**Action item**
Word for word, set down every line of the entries below from the line with "Target = houseplant on table" to the line with "Target = nurse's hand on woman's shoulder", including both, and no other line.

===== Available records

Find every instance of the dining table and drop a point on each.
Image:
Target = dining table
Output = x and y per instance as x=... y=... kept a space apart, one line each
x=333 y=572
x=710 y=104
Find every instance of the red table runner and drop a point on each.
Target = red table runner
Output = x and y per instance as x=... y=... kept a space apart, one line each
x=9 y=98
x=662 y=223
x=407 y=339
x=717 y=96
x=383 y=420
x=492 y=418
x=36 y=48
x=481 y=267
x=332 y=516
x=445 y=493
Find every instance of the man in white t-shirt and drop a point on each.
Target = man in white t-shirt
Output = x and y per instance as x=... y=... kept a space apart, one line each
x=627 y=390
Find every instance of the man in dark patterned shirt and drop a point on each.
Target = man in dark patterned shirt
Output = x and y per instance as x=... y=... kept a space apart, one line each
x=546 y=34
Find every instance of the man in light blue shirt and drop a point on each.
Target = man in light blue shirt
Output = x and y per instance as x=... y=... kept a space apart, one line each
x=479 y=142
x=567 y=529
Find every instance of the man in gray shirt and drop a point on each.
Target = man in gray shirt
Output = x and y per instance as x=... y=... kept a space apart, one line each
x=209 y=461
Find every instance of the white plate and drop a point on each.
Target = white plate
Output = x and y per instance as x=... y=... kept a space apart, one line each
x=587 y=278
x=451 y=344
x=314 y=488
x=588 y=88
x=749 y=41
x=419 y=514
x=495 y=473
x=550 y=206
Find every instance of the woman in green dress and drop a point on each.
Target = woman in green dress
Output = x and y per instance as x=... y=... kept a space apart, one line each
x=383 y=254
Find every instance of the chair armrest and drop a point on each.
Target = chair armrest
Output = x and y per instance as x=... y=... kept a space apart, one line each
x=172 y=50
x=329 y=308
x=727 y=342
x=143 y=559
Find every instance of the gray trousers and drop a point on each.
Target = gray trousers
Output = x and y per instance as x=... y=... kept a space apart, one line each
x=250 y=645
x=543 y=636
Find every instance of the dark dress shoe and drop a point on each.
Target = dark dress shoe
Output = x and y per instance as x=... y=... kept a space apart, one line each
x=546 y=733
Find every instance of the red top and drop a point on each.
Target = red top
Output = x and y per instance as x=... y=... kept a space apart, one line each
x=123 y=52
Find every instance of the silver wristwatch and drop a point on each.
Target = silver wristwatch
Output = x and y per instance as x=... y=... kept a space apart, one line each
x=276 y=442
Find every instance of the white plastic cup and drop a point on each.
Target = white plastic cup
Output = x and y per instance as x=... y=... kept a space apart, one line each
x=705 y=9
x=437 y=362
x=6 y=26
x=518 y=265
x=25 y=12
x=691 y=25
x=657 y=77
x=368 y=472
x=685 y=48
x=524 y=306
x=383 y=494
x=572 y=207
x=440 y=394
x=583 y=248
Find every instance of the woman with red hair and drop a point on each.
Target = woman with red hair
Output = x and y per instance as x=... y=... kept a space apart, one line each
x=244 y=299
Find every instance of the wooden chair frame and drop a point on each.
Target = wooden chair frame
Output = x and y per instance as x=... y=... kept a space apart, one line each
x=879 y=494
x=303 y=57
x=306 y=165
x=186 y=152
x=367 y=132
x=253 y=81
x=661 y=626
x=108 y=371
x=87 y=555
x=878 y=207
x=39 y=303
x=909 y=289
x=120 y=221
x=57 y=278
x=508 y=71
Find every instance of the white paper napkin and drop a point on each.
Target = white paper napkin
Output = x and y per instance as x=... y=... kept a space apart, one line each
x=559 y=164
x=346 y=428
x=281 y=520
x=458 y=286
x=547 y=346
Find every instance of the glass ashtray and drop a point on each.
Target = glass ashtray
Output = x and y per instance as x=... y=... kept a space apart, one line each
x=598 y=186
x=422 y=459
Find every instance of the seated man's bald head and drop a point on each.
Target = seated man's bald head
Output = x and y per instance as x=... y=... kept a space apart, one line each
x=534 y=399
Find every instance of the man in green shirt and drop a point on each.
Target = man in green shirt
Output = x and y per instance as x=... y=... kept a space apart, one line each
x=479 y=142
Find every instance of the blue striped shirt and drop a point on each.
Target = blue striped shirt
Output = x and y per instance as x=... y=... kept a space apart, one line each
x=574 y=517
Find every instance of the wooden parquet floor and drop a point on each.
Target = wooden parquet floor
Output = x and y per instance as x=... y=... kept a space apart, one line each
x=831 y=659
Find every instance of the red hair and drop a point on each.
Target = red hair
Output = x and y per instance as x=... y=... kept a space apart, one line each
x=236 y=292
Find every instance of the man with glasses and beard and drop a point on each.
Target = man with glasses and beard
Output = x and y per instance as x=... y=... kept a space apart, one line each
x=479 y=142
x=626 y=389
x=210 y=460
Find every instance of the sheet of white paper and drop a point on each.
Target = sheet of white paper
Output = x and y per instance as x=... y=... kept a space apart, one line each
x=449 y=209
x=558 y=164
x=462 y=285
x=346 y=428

==========
===== Available records

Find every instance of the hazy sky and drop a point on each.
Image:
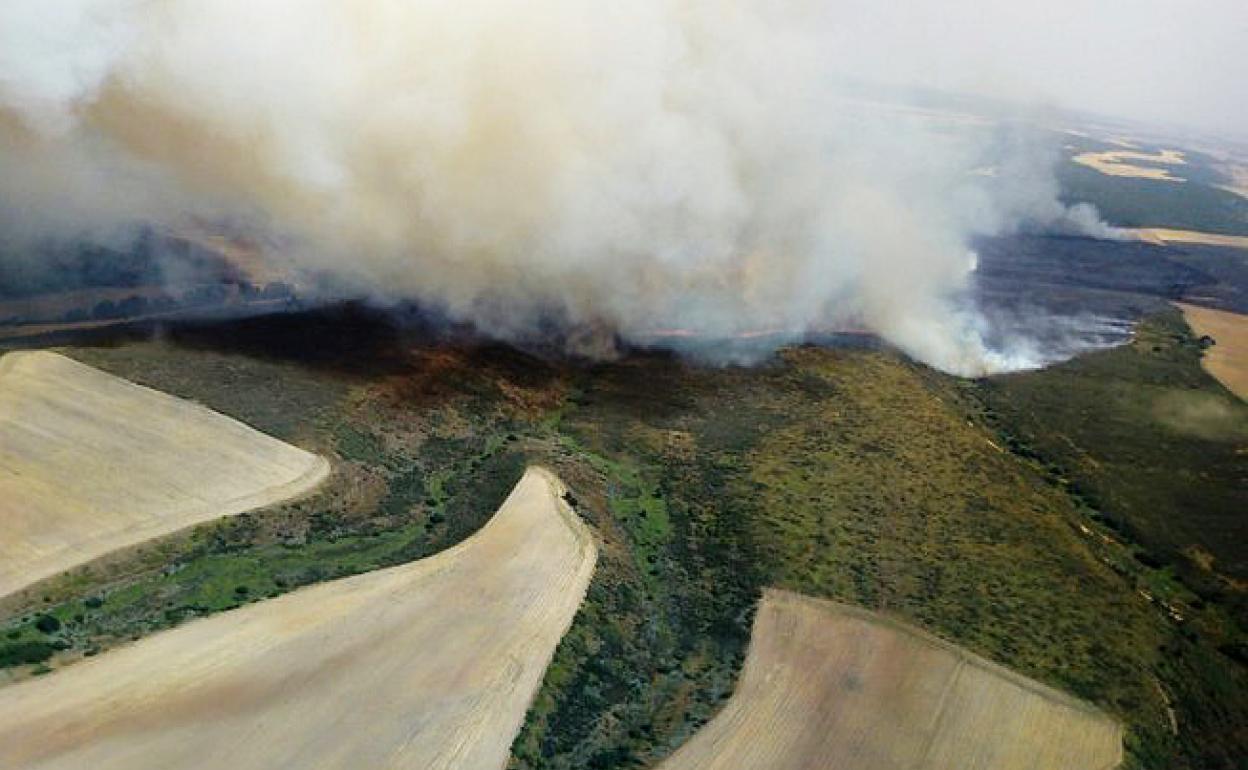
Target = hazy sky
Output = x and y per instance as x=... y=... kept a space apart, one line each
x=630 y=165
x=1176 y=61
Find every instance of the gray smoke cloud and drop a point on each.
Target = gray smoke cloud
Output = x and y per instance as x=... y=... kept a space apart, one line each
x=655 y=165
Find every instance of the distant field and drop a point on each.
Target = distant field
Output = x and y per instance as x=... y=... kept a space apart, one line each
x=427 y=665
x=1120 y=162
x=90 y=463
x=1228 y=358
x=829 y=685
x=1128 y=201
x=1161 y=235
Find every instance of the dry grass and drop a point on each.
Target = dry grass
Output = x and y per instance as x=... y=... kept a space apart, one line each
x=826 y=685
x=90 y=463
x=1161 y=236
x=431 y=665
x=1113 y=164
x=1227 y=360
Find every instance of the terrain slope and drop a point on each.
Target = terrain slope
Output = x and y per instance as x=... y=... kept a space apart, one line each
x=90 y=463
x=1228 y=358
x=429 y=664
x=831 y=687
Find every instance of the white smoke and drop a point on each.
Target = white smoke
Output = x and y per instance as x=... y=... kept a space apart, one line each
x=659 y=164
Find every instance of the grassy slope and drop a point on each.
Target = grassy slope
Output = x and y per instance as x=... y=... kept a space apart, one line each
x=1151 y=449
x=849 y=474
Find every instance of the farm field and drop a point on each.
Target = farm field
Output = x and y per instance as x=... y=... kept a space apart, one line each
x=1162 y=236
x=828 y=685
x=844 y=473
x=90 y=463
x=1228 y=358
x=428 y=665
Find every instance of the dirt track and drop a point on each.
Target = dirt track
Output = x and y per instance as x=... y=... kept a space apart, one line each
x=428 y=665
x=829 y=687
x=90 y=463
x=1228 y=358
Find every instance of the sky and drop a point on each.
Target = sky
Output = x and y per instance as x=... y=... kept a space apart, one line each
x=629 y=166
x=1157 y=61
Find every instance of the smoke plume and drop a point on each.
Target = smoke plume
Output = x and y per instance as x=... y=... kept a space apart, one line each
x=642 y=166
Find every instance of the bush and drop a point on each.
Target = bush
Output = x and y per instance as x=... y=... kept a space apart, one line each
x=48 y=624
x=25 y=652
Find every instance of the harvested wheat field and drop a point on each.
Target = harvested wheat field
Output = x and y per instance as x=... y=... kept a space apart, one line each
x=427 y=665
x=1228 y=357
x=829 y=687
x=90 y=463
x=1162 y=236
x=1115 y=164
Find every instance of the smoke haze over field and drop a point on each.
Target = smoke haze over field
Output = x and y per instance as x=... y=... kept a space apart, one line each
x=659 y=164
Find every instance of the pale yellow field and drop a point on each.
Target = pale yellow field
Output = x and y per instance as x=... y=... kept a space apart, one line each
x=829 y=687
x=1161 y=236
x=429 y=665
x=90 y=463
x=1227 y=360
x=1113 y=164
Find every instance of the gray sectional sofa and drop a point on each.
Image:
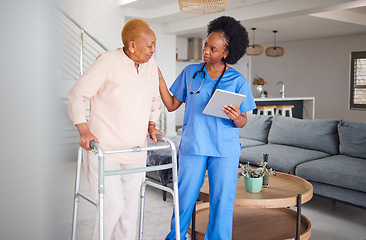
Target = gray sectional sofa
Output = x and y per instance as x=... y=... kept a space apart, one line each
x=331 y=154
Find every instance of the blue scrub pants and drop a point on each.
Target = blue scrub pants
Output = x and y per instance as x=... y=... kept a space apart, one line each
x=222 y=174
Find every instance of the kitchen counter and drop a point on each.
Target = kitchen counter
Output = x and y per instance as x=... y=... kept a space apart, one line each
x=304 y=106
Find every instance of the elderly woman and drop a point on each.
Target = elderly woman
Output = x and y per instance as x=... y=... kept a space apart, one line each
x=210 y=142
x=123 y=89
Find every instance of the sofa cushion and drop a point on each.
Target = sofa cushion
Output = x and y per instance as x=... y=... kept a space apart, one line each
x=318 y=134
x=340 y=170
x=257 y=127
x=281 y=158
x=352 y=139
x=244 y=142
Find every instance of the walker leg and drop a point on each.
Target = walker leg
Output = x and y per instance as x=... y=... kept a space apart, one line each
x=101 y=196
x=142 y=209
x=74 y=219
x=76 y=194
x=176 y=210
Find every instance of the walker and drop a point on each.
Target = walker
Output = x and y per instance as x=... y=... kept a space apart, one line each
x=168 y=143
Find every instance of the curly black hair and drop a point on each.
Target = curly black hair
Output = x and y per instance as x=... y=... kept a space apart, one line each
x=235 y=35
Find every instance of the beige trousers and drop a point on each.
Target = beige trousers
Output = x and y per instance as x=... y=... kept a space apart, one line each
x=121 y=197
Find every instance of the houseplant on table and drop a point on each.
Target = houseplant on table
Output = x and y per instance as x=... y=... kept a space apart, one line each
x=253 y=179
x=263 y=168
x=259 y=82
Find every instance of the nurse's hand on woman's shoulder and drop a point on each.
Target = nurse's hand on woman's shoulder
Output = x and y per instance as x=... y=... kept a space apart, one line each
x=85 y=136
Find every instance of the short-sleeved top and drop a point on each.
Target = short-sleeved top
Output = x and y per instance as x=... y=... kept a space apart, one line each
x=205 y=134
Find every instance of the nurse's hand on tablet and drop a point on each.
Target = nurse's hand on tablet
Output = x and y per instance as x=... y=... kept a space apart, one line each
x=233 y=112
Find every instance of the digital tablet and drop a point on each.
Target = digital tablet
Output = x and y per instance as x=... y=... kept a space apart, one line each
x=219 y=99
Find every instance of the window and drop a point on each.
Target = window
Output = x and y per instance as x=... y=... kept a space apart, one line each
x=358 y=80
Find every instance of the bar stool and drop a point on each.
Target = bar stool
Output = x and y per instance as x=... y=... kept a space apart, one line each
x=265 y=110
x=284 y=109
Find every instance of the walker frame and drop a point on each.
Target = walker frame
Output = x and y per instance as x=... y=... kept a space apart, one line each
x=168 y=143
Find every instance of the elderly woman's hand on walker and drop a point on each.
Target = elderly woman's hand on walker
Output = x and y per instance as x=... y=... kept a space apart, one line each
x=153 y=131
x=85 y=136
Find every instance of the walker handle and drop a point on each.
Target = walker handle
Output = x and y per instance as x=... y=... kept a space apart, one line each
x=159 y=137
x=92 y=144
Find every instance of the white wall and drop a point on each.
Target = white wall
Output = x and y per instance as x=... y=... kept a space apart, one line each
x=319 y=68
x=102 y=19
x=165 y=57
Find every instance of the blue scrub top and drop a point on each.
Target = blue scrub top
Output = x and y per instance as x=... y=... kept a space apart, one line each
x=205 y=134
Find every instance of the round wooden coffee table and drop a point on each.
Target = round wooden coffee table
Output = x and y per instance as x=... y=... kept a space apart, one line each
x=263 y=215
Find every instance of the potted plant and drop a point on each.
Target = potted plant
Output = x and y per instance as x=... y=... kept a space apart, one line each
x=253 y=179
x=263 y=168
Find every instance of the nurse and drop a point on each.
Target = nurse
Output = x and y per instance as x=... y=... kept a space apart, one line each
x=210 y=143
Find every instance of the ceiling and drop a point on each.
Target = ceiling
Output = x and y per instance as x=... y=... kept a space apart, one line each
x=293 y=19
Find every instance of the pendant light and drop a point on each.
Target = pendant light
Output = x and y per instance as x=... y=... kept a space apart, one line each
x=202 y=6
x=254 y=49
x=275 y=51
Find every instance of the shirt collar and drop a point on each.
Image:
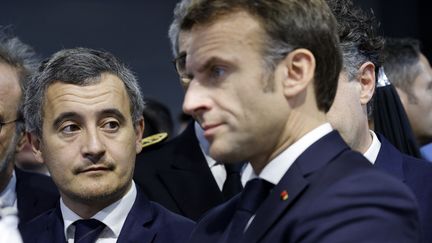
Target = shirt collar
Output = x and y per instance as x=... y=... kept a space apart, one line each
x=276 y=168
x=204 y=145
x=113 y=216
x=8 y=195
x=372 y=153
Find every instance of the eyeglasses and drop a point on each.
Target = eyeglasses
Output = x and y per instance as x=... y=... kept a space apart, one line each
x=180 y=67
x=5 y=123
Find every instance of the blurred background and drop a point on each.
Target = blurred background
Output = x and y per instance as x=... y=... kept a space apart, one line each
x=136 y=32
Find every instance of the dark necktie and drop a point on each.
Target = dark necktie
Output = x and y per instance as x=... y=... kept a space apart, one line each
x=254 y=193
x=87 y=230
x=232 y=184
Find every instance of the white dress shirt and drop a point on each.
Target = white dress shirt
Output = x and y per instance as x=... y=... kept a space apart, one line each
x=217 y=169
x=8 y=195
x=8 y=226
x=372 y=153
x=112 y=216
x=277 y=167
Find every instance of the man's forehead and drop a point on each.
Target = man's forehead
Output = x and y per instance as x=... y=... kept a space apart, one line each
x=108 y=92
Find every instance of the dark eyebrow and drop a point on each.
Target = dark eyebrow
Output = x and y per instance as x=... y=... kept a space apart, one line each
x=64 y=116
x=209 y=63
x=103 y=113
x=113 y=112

==========

**Response area**
Target = houseplant on table
Output = x and y per instance as x=... y=... kept a space apart, one line each
x=253 y=179
x=263 y=168
x=259 y=82
Find every instance of the nurse's hand on woman's shoulder and drop a point on each.
Target = nurse's hand on woman's shoulder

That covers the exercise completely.